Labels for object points
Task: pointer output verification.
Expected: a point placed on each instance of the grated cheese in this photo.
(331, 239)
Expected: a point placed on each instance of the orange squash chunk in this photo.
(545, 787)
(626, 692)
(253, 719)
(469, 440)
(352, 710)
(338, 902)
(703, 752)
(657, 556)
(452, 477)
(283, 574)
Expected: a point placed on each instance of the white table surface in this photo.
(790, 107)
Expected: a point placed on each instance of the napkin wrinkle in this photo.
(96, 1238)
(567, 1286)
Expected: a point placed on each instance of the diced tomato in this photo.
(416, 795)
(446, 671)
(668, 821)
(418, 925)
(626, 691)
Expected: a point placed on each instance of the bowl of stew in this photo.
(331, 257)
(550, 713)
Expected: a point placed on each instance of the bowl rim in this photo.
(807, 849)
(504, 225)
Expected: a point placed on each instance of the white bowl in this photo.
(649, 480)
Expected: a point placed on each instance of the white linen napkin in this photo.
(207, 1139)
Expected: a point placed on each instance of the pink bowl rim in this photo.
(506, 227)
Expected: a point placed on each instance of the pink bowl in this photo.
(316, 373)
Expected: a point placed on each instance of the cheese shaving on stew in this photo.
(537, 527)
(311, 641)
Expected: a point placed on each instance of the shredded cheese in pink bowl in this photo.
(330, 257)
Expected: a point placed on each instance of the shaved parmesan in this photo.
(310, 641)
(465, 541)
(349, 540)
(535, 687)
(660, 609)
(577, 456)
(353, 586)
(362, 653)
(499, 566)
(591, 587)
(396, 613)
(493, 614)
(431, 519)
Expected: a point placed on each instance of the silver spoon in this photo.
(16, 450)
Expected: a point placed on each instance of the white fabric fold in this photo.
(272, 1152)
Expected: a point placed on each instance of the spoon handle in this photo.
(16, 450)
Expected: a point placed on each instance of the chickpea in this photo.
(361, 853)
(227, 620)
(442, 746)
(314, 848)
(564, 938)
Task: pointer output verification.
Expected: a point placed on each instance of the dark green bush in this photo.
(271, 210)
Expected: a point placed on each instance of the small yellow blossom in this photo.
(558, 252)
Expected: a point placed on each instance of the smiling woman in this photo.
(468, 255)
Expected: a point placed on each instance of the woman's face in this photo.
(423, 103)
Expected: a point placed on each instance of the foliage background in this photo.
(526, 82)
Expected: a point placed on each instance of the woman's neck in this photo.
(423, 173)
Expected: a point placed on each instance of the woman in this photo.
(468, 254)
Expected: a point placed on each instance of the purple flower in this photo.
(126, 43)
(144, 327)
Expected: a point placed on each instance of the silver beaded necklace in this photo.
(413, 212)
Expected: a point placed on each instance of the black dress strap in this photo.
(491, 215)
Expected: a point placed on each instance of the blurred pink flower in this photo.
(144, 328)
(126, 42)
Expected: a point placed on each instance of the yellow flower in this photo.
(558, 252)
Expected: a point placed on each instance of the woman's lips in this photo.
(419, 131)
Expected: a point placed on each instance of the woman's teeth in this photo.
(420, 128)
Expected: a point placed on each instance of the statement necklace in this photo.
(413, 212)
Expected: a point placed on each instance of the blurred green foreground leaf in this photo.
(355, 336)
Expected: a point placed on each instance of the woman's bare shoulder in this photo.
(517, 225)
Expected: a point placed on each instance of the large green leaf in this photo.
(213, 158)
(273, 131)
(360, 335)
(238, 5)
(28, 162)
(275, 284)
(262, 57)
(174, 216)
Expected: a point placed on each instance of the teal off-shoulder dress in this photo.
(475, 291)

--- Task to complete ---
Reproduce verbatim the lines from the one containing "Expected: a point placed on each instance of the teal" through the end of the lines.

--- Finished task ---
Expected: a point placed on each instance of the teal off-shoulder dress in this photo.
(475, 291)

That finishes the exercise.